→ **Text segment**:
%%

Musicology is the twenty-eighth studio album by American recording artist Prince. The album was given to concertgoers at his Musicology Tour, from March 27 to September 9, 2004, in North America. A digital release followed two days after his tour started on March 29, 2004. The physical retail version was released on April 19, 2004 (Europe) and April 20, 2004 (US) by NPG Records and distributed by Columbia Records. Musicology was the first album in five years (ten as Prince) that Prince released through a major label (Sony Music) and, being partially recorded in Mississauga, Ontario, Canada, was his first to be recorded outside Minneapolis in many years. Musicology is R&B themed.

Receiving generally positive reviews from music critics, Musicology proved to be Prince's most successful record in years, peaking at number three on the Billboard 200 and reaching top 10 in ten other countries. It was Prince's first album to chart in the US since The Rainbow Children (2001).

%%

→ **Challenges**:
**a)** Retype the stretch of the Musicology passage from "Musicology is the" through "is R&B themed." without any changes.
**b)** Convert the stretch of the entries from their start through the line containing "125 114 L 46" into a numbered list, leaving out any blank lines.

→ **Material shown**:

%%

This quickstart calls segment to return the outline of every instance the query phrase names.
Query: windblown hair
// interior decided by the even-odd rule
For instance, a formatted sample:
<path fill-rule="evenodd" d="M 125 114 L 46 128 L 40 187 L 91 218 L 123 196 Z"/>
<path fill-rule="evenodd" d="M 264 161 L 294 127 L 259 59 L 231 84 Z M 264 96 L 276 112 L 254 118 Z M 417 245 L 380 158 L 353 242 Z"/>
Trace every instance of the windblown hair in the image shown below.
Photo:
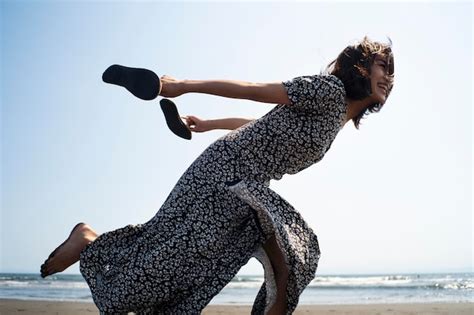
<path fill-rule="evenodd" d="M 393 87 L 394 63 L 392 42 L 380 43 L 364 39 L 354 45 L 347 46 L 326 68 L 326 72 L 338 77 L 344 84 L 346 96 L 352 100 L 361 100 L 372 94 L 370 68 L 377 56 L 385 59 L 389 75 L 390 94 Z M 387 95 L 388 96 L 388 95 Z M 352 119 L 354 126 L 359 129 L 360 120 L 369 113 L 378 112 L 383 104 L 374 103 Z"/>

%%

→ **Responses by task**:
**a)**
Musicology is the twenty-eighth studio album by American recording artist Prince. The album was given to concertgoers at his Musicology Tour, from March 27 to September 9, 2004, in North America. A digital release followed two days after his tour started on March 29, 2004. The physical retail version was released on April 19, 2004 (Europe) and April 20, 2004 (US) by NPG Records and distributed by Columbia Records. Musicology was the first album in five years (ten as Prince) that Prince released through a major label (Sony Music) and, being partially recorded in Mississauga, Ontario, Canada, was his first to be recorded outside Minneapolis in many years. Musicology is R&B themed.

**b)**
1. This quickstart calls segment to return the outline of every instance the query phrase names.
2. Query: windblown hair
3. // interior decided by the even-odd rule
4. For instance, a formatted sample:
5. <path fill-rule="evenodd" d="M 125 114 L 46 128 L 40 187 L 91 218 L 123 196 Z"/>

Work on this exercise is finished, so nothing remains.